● Task objective
In full and without alteration, repeat the material.

(A run of records)
· · · · · · ·

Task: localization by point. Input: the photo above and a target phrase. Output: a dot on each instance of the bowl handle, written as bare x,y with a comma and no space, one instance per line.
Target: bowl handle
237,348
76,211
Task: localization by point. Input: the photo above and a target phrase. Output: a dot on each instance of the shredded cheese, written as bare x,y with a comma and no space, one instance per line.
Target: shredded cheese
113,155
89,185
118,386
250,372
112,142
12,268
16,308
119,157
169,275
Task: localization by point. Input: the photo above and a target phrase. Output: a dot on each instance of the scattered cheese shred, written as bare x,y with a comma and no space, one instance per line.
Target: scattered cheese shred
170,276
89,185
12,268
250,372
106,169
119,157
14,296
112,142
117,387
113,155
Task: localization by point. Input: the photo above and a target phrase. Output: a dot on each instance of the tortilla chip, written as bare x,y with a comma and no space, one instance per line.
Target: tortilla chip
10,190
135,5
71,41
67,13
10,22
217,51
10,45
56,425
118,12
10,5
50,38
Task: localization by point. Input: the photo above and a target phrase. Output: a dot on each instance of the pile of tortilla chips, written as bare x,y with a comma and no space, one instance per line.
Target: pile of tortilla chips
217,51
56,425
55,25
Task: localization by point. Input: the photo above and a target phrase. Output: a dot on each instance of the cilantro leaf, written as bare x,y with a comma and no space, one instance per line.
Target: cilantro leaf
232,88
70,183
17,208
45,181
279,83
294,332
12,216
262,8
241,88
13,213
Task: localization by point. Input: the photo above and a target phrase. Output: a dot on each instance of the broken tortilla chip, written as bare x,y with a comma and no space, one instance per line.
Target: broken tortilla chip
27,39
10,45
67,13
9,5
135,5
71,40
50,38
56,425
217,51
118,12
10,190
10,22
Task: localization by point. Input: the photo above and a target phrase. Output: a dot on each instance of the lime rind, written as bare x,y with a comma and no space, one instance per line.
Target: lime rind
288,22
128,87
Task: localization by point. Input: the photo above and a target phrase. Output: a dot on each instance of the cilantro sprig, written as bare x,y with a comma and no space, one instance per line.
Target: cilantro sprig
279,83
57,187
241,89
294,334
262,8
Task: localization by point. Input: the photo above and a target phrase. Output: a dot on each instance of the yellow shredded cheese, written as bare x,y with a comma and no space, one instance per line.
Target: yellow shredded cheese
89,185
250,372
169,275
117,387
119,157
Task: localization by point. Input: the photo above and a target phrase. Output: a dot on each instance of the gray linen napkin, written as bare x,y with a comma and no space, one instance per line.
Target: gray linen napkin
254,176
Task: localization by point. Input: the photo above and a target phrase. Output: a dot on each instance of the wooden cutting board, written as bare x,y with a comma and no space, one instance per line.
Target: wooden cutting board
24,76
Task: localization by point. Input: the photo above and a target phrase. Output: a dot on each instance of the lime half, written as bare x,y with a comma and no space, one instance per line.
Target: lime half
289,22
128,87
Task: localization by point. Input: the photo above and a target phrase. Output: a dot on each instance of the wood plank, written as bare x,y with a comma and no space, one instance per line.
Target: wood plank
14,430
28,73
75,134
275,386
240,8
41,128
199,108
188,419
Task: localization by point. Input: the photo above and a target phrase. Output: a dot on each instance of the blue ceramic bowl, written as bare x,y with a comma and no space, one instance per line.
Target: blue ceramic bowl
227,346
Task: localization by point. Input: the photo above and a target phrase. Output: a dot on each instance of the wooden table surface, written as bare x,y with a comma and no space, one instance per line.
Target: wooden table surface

· · · · · · ·

● Finished exercise
Task: localization by point. Input: the photo above and a target phrase. Output: a dot on each instance of the bowl handle, written as bare x,y with a comma and no space, one instance per line.
Target: bowl handle
237,348
76,211
Task: localization by point. Input: the photo above and a target phrase. Output: a dot on each instance of the shredded cheese, written as bare x,y with a comma and no space, one instance per line.
Target: shredded cheese
113,155
89,185
118,386
250,372
112,142
12,268
16,308
119,157
169,275
Task: localization by point. Input: the photo above and a target phrase. Output: a dot on each instance of the scattered cheese shred, written as bare x,y with a comma and no space, one instance per line.
Target: scattered cheese shred
170,276
89,185
12,268
250,372
106,169
119,157
14,296
112,142
117,387
113,155
Task: localization by point. Input: the photo above and a target phrase. Output: a dot on each instance of the tortilla chip, written as bare x,y with a comma and no space, one instance per line.
Target: tortilla chip
10,190
135,5
71,41
67,13
10,22
217,51
10,45
56,425
118,12
10,5
50,38
Task: localization by point. Input: the photo above and a target phrase. Output: a dot on each instance of the pile of tortilla chips, written as bare x,y with a comma and no space, one instance per line.
Target: pile of tortilla chips
217,51
56,425
55,25
Task: localization by point. Input: the photo above and a target phrase. Output: a dot on each instance of the cilantro leaf, written as bare x,y with a comma and no space, one instance per line.
Target: cilantro leaf
232,88
70,183
17,208
45,181
279,83
294,332
12,216
262,8
241,88
13,213
Task: localization by point. Input: the photo above and a target phrase. Output: a dot on each instance of the broken tortilla chip, written as bare x,y with a comma and no space, one instance per line.
Target: broken tortilla chip
27,39
10,45
67,13
9,5
135,5
71,40
50,38
56,425
217,51
118,12
10,190
10,22
Task: localization by point. Input: the photo above and a target phrase. Output: a dot on each instance of the lime rind, written as bare x,y with a comma and no space, one instance per line.
Target: lime rind
288,22
128,87
Task: localization by point. Input: the photo above and a target phrase. Output: a dot on each instance of the cilantro sprig, written as bare x,y with a comma and no space, one instance per line.
Target: cilantro sprig
279,83
57,187
241,89
294,334
262,8
Task: localization by point. Input: the photo above and a target phrase. Output: a dot on each instance of the yellow shredded cheese, written as bare x,y with a comma and no space, one instance per line.
Target: yellow shredded cheese
89,185
250,372
169,275
117,387
119,157
Task: localization by point. Input: the photo above and a target phrase. Output: a dot on each instance of the gray linen napkin, written as bare x,y with a comma and no space, one instance per line.
Target: gray linen napkin
254,176
Task: localization by point. Input: the photo above and a target phrase. Output: a dot on each instance of the wooden cutting board, written as bare x,y with a comma and no space, one instance per line.
Target: wooden cutting board
24,76
Task: localization by point. Input: the photo above and a target phrase. Output: a dot on each instance of the lime half, written as bare x,y with a comma and no space, one instance per line.
Target: lime half
289,22
128,87
Task: localization by point. Input: the photo above and a target phrase. Output: a dot on each instance of the wood plank, written as bare x,y with a comma and no space, one instance per line.
Target: wood plank
14,430
28,73
75,134
275,386
240,8
41,128
199,108
188,419
Task: localization by point. Input: the photo above and a target phrase. Output: a dot on each instance of the blue ceramic bowl, written as bare x,y with a comma and no space, one instance per line.
Target: blue ceramic bowl
227,346
Task: localization by point. Input: the photo above and a target phrase. Output: a dot on each instance of the wooden table surface, written as bare x,y with a comma and no space, one instance per line.
Target: wooden table surface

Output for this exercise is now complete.